_Task to complete_
A single number is the whole answer: the tally of lines in the data below that include the word "light".

_Point-per-instance localization data_

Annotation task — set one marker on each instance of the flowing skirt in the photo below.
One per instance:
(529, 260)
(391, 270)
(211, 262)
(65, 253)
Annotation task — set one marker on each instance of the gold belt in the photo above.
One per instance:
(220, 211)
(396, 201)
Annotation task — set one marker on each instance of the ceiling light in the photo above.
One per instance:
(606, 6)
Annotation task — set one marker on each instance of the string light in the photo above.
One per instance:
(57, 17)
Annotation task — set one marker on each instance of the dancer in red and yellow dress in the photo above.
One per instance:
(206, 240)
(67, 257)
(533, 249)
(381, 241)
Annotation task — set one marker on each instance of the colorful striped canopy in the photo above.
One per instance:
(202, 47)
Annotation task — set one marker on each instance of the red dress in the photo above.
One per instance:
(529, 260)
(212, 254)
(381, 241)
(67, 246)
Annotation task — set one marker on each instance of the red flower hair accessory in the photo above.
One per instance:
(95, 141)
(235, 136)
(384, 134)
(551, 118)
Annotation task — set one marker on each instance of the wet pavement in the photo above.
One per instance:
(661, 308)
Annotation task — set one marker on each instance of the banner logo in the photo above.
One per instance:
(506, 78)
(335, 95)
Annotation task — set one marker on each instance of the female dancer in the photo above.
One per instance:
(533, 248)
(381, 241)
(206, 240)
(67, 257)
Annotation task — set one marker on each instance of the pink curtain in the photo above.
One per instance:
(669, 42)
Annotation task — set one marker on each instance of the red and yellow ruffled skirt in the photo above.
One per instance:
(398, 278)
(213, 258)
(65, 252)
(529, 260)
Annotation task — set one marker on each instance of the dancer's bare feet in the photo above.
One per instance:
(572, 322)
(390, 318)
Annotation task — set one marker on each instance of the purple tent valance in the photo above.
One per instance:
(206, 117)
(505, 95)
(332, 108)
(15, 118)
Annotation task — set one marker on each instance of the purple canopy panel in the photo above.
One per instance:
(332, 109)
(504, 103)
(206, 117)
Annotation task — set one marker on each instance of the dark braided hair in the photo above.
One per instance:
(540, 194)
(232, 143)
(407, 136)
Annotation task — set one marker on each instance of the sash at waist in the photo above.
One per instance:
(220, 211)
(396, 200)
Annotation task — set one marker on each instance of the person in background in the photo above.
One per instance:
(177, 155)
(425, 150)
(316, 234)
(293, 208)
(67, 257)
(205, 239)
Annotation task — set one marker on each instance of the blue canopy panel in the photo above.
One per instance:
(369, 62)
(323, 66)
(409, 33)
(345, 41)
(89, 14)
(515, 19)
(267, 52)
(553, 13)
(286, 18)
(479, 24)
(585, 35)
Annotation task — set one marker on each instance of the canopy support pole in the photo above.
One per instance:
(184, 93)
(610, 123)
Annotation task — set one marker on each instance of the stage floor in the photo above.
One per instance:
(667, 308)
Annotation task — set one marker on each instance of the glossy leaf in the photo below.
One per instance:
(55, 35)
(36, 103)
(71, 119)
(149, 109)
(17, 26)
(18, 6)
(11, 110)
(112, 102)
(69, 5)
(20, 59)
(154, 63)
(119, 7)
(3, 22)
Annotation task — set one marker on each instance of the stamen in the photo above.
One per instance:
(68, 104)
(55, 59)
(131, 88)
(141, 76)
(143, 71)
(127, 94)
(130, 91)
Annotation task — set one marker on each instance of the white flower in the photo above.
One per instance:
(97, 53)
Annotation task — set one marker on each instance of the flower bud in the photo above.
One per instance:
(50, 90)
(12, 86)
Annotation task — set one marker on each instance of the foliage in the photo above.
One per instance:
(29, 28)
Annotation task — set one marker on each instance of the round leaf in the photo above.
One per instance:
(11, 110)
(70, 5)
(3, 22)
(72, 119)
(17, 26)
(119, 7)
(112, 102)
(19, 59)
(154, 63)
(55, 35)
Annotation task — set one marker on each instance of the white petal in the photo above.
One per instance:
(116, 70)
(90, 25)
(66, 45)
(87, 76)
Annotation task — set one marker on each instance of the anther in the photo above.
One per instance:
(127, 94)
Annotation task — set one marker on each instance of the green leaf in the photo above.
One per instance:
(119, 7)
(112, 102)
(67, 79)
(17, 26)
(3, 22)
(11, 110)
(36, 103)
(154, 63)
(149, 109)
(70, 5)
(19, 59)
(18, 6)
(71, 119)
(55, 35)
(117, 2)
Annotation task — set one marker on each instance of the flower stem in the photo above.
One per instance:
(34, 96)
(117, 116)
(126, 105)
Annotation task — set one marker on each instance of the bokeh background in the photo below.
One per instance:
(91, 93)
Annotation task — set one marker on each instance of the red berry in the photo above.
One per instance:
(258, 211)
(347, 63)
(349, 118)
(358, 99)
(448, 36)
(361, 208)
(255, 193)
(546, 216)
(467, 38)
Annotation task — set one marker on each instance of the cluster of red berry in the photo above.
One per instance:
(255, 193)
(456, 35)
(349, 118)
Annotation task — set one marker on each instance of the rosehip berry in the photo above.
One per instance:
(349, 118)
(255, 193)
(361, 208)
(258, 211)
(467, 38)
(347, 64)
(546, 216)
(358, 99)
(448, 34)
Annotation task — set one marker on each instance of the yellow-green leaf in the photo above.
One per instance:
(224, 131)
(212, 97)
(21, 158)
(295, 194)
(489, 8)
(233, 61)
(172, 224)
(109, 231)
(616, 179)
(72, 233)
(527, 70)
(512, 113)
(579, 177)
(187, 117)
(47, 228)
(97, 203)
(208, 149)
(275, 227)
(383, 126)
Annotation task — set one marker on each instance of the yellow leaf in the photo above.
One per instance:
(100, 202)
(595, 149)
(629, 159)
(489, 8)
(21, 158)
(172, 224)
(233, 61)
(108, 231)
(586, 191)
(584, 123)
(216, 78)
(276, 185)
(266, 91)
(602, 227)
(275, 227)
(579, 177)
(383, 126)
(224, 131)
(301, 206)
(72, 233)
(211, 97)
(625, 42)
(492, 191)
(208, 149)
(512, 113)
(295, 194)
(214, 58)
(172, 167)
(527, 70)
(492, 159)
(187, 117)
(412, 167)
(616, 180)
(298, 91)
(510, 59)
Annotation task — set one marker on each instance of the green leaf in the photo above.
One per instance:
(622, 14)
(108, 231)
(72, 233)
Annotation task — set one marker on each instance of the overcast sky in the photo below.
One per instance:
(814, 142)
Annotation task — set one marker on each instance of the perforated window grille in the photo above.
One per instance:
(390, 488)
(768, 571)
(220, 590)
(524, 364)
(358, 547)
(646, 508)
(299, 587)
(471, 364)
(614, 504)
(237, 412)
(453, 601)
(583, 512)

_Answer below_
2